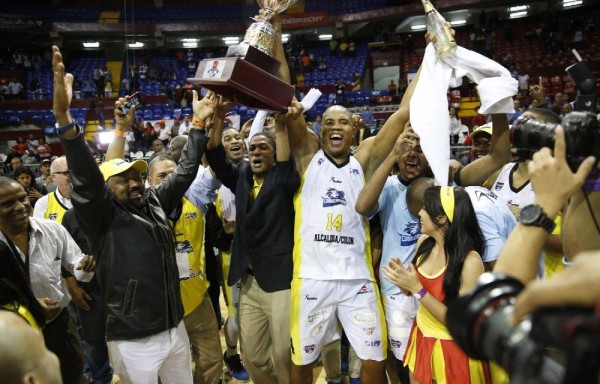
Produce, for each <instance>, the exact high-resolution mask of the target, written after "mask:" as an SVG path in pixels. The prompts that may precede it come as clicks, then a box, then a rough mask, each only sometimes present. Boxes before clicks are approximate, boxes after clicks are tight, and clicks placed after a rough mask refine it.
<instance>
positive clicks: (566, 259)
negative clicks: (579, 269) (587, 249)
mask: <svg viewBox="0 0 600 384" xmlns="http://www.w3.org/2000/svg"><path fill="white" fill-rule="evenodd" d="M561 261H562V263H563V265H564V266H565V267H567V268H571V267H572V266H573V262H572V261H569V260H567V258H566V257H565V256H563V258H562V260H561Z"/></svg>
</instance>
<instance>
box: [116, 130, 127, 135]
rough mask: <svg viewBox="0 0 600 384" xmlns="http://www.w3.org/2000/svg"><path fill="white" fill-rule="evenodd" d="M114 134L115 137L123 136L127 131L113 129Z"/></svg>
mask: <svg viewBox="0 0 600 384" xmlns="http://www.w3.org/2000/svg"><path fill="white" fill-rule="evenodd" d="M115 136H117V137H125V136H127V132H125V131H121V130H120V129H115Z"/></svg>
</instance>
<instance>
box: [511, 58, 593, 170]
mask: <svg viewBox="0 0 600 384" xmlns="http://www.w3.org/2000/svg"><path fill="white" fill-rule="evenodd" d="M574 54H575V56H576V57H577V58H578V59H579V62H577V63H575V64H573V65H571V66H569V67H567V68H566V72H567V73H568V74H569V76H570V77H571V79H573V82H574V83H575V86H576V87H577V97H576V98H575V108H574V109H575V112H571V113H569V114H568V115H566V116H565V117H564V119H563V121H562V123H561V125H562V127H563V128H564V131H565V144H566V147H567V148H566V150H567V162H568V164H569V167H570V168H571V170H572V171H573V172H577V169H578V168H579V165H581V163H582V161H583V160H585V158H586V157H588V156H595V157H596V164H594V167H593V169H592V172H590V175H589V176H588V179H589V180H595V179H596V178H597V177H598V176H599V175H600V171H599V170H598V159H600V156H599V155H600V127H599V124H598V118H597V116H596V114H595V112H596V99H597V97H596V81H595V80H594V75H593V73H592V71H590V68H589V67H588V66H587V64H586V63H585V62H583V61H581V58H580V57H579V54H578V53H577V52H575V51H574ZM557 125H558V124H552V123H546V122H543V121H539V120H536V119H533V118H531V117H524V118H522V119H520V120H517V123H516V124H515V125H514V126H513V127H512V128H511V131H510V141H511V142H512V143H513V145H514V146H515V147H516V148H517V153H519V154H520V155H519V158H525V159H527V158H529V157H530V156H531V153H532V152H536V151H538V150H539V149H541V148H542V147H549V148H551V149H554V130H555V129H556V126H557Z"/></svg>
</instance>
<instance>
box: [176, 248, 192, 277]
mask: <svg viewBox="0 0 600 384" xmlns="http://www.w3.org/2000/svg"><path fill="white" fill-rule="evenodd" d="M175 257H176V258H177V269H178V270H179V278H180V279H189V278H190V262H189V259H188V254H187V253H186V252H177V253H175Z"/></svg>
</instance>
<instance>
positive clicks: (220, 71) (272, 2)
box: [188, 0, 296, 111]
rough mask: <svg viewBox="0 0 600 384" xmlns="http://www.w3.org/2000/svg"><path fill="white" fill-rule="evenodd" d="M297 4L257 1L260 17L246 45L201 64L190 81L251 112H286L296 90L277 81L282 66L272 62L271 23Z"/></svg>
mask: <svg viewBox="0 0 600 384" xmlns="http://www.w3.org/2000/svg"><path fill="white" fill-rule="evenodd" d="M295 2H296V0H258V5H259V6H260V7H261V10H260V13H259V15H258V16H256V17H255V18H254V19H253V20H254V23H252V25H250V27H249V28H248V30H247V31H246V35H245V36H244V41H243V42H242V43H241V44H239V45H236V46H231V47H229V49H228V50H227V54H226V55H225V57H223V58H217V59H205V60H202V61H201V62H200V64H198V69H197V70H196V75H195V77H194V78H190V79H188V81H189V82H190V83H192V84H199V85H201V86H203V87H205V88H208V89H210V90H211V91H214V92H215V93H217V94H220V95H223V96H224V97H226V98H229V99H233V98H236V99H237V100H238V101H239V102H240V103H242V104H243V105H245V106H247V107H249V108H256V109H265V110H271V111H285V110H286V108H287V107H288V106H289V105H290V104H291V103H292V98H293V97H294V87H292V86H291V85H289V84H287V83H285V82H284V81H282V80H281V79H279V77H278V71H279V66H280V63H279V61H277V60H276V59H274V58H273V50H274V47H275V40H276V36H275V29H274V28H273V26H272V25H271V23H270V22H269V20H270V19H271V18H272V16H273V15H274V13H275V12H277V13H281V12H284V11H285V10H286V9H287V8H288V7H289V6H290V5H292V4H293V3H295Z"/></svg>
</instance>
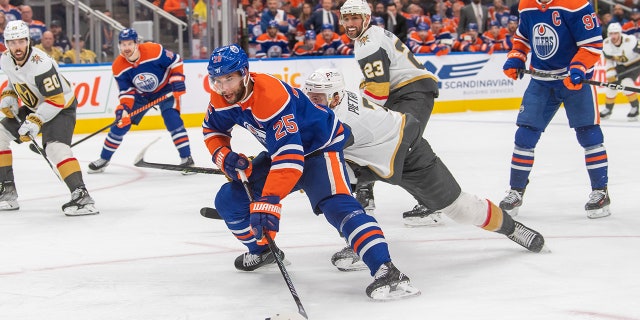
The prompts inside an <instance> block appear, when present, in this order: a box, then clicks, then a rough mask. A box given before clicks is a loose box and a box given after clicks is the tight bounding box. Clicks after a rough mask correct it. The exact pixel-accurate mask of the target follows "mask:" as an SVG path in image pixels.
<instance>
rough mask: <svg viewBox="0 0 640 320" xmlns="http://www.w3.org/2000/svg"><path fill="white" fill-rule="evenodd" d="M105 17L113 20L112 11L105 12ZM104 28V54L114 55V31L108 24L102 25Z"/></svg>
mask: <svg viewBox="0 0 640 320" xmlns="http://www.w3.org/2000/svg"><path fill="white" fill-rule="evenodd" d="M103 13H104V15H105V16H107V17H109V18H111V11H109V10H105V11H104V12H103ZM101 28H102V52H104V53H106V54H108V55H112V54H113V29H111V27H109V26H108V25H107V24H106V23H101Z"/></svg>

▬▬▬▬▬▬

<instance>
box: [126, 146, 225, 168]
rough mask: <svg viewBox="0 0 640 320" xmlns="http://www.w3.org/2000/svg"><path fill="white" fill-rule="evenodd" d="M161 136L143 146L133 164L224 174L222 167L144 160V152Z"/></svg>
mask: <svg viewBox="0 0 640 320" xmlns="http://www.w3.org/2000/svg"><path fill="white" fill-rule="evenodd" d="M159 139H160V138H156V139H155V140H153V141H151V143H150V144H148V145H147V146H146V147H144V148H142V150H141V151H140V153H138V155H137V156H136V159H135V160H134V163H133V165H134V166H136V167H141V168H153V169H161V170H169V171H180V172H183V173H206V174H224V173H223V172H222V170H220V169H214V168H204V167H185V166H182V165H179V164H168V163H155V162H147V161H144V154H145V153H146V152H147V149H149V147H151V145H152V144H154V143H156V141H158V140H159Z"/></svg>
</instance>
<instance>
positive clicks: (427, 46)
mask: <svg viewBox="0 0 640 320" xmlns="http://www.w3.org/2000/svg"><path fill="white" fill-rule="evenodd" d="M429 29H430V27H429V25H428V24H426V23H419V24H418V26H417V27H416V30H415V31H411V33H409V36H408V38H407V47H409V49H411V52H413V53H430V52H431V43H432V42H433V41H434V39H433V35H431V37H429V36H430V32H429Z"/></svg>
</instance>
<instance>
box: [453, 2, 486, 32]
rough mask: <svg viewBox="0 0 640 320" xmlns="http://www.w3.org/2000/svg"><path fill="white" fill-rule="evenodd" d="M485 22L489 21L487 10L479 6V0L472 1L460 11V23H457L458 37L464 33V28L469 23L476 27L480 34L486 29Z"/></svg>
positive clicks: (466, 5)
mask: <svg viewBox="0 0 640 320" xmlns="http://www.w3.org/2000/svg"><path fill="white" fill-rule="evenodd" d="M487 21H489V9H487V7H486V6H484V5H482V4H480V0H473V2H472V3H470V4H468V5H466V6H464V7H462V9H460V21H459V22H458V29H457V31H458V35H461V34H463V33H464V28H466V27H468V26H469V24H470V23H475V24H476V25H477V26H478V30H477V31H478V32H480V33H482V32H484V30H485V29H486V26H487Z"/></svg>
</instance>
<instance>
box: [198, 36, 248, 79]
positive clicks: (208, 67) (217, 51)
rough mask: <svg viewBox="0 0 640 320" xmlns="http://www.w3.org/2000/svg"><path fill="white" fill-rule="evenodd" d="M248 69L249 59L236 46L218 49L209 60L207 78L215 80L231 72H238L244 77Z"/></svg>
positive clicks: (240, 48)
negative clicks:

▬▬▬▬▬▬

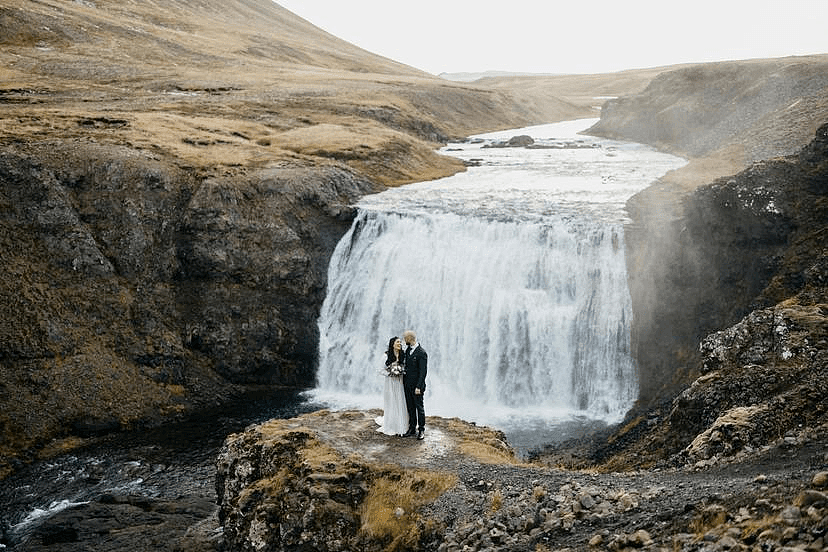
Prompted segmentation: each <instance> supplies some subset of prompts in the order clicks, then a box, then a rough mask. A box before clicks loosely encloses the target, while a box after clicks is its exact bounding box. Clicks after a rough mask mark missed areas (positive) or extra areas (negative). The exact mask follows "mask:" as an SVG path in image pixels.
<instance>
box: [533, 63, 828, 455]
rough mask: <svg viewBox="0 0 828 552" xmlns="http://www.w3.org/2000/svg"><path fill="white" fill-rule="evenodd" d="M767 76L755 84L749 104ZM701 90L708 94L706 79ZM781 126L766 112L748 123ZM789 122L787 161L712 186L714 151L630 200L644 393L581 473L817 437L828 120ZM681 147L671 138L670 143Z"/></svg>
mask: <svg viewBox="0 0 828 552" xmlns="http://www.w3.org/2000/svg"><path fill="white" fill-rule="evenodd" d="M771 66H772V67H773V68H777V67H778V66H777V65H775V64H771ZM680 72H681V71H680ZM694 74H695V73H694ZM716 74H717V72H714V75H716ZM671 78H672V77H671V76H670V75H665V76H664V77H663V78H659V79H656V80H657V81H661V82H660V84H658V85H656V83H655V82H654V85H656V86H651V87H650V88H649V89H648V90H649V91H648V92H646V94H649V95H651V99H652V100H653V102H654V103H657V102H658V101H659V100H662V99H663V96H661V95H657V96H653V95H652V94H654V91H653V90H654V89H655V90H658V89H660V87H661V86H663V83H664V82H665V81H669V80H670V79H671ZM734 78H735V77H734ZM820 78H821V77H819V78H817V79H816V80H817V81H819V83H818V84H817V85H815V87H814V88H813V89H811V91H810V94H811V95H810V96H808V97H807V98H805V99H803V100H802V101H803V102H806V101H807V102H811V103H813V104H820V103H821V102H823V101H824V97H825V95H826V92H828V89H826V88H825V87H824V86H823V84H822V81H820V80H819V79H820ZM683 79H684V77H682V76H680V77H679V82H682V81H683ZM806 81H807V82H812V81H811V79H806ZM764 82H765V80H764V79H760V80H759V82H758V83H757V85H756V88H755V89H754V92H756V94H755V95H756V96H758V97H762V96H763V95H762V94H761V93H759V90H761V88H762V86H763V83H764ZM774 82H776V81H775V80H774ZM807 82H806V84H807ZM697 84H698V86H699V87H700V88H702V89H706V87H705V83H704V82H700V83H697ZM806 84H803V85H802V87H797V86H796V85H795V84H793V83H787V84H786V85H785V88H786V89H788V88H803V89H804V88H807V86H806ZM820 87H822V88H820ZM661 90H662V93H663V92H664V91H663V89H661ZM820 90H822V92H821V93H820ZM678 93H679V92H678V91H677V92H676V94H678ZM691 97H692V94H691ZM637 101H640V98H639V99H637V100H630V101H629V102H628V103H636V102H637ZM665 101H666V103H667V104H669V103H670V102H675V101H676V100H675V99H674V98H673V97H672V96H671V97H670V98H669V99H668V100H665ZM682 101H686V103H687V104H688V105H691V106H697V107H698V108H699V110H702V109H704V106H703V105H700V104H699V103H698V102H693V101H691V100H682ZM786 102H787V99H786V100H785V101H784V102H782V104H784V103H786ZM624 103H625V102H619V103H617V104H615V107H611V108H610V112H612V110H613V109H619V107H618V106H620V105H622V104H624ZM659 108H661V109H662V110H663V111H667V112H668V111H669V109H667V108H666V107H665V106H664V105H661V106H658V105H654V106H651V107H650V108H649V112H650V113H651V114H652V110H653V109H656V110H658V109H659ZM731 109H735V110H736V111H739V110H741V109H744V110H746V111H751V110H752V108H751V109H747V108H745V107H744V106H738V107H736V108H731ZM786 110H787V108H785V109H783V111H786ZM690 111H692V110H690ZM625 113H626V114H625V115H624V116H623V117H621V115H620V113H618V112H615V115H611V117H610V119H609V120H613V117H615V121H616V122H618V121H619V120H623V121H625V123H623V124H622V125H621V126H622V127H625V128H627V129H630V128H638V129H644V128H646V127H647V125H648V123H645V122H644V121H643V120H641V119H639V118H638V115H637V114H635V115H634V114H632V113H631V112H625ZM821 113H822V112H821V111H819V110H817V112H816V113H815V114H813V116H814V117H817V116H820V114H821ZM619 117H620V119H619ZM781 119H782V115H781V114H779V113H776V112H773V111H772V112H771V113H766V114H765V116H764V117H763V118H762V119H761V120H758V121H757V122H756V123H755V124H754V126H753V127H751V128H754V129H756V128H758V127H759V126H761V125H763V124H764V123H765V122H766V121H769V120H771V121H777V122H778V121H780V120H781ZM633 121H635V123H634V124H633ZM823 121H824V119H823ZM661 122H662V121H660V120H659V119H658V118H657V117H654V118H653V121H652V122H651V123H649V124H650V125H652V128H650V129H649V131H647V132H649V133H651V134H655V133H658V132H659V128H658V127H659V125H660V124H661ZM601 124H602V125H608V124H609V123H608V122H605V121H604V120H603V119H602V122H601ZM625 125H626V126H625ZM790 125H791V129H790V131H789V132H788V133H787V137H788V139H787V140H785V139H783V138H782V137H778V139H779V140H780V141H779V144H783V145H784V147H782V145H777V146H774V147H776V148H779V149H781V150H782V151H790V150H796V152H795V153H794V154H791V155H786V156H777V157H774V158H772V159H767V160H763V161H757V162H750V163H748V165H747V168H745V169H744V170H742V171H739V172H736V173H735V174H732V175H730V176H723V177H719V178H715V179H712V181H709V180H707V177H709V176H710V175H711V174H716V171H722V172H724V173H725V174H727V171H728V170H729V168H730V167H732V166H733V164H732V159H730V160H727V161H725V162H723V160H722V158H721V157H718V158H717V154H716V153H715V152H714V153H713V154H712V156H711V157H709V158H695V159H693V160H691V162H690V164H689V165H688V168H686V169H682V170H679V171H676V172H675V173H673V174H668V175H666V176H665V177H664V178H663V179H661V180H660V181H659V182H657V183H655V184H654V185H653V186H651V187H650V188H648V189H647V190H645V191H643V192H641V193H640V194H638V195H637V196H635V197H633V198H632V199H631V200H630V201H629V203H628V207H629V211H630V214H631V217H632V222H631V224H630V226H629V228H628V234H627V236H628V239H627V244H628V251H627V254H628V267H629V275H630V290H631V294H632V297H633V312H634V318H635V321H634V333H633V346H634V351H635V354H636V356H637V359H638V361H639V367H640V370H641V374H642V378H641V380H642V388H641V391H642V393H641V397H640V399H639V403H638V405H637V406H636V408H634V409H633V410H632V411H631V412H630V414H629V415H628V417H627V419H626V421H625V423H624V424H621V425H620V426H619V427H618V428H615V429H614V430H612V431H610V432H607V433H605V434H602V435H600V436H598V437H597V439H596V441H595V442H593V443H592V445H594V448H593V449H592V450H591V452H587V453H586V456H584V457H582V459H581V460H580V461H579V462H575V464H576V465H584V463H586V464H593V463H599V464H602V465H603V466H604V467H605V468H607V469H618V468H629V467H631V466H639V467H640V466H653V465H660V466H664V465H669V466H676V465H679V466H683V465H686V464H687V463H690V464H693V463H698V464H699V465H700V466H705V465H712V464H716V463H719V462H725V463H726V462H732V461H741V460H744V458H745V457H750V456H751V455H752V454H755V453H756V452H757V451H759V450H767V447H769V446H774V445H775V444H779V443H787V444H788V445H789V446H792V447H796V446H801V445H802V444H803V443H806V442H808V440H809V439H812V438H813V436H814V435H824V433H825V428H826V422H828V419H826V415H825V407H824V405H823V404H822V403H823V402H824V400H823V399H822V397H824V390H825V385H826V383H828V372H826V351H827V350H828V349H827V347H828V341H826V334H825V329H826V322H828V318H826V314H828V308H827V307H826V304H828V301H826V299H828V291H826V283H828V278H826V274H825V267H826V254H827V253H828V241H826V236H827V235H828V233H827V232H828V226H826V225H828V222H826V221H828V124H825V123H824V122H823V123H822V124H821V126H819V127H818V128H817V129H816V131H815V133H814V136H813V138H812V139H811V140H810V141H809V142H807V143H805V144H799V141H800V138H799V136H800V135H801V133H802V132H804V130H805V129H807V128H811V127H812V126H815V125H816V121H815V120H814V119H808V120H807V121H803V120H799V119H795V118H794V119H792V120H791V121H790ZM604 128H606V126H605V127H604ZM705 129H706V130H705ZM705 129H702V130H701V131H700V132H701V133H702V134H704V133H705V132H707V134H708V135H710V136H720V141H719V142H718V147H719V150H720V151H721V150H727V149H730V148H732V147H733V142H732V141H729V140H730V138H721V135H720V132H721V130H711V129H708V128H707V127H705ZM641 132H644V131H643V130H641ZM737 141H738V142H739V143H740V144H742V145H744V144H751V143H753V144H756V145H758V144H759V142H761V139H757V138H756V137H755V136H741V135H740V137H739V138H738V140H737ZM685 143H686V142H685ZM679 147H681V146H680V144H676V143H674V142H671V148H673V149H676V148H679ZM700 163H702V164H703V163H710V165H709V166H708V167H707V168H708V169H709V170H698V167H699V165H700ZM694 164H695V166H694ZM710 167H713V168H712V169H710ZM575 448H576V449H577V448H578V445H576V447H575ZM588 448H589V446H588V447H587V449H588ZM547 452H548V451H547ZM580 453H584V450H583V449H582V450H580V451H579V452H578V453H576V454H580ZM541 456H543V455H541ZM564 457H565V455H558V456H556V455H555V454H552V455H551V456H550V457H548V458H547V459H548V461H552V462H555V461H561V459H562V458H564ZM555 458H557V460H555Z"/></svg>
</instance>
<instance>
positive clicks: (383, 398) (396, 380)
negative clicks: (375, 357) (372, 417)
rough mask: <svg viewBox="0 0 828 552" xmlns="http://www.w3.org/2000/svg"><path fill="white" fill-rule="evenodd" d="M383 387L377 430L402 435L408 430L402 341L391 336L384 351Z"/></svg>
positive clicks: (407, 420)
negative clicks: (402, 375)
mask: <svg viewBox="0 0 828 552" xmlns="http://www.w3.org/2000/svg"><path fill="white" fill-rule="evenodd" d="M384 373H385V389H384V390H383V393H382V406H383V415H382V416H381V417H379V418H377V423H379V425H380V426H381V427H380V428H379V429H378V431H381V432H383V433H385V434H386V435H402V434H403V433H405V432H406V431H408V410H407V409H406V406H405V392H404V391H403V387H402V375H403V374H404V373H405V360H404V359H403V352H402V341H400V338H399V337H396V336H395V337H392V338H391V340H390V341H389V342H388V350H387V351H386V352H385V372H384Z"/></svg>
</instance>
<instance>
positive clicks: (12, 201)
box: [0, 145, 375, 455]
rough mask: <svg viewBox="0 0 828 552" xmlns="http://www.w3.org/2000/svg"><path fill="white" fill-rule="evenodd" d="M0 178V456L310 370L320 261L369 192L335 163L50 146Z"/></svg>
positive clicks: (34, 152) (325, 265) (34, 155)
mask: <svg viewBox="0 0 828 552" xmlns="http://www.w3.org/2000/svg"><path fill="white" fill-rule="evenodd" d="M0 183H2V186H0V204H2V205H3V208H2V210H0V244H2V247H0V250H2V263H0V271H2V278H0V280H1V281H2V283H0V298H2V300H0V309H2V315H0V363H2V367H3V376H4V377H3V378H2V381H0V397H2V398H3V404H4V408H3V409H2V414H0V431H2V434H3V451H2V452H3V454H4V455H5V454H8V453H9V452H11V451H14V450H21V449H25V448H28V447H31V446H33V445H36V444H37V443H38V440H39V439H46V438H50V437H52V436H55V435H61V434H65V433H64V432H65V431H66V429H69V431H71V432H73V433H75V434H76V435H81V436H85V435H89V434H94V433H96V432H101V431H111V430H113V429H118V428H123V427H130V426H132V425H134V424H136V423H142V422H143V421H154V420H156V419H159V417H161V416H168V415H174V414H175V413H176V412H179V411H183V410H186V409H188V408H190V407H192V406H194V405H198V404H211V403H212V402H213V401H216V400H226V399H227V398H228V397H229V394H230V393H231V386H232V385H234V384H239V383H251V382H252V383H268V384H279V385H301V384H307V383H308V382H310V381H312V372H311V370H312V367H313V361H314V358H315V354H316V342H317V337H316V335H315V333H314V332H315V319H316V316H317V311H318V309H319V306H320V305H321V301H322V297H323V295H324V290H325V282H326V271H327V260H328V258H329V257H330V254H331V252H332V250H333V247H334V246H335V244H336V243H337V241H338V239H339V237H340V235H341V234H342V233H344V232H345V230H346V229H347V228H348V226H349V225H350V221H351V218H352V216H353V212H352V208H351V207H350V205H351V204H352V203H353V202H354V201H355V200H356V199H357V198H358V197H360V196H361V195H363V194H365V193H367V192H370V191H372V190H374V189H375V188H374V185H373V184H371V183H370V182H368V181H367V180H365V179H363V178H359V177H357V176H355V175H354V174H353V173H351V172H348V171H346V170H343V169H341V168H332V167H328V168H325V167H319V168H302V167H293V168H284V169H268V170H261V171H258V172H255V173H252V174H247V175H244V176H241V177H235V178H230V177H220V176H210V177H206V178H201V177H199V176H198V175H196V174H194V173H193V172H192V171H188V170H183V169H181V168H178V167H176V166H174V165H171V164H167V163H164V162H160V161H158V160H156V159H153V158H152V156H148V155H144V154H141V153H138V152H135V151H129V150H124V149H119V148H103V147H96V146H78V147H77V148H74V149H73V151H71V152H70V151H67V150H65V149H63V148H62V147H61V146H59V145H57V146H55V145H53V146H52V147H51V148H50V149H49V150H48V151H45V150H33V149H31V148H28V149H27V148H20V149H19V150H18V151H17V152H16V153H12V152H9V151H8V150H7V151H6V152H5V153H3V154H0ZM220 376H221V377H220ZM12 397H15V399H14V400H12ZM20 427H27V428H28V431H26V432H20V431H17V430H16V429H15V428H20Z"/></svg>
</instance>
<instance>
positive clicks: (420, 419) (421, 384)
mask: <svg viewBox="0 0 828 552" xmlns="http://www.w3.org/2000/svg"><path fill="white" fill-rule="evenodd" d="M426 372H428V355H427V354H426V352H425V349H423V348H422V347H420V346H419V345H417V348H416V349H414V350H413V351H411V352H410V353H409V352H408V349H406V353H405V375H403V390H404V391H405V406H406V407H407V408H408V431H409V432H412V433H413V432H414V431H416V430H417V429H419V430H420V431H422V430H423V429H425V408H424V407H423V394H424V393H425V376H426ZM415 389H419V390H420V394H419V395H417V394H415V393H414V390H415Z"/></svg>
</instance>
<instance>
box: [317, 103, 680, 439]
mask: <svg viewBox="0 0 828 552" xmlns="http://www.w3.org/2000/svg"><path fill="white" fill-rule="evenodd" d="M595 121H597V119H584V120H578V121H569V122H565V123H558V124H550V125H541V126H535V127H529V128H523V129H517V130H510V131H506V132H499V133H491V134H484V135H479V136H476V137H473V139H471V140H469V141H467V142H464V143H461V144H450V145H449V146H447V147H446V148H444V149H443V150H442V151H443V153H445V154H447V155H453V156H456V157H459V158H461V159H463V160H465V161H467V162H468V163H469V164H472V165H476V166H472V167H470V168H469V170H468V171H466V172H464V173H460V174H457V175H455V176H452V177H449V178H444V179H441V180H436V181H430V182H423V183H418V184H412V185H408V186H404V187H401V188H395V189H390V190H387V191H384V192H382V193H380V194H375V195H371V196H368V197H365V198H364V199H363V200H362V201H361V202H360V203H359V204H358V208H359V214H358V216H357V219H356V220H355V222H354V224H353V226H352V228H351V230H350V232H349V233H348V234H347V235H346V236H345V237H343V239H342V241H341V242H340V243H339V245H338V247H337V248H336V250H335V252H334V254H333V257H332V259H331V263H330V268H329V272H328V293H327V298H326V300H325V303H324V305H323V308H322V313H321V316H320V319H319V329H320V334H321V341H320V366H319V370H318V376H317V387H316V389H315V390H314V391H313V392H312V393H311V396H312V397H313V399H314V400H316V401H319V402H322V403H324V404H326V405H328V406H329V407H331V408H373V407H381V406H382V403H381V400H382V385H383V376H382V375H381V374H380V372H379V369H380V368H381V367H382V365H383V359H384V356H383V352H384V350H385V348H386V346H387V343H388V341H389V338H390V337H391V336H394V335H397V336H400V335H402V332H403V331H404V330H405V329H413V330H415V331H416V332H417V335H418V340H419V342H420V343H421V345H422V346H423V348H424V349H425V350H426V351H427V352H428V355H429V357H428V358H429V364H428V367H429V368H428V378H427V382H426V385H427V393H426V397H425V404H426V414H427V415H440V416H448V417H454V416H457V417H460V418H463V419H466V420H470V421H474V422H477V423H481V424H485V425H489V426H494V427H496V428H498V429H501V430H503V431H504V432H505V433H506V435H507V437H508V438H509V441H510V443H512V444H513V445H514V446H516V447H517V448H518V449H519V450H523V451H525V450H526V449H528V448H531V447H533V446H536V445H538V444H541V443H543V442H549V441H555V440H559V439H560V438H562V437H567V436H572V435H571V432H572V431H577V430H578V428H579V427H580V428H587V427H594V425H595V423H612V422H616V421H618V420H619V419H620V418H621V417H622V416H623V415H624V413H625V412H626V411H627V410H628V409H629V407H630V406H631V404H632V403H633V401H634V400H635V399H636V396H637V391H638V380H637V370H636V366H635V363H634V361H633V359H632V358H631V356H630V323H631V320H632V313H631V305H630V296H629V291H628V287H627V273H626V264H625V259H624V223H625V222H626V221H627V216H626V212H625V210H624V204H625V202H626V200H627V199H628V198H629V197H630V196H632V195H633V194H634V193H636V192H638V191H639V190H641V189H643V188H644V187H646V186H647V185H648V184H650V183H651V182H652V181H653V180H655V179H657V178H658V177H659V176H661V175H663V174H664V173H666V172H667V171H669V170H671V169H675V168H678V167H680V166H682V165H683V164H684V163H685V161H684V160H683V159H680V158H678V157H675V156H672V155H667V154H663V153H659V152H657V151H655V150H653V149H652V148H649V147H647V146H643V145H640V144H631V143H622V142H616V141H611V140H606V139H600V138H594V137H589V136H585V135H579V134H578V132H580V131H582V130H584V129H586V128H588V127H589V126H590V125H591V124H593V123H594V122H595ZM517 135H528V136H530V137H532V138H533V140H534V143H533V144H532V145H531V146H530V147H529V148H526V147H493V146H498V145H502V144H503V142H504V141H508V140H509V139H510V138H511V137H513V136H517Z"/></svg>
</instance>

▬▬▬▬▬▬

_TASK PROMPT_
Convert the lines from the one containing "178V456L310 370L320 261L369" through the one containing "positive clicks: (34, 152)" into a JSON list of strings, with one string per line and any blank lines left out.

_EXPECTED ANSWER_
[
  "rough mask: <svg viewBox=\"0 0 828 552\" xmlns=\"http://www.w3.org/2000/svg\"><path fill=\"white\" fill-rule=\"evenodd\" d=\"M0 178V456L310 370L320 261L369 192L335 163L50 146Z\"/></svg>",
  "positive clicks: (34, 152) (325, 265) (34, 155)"
]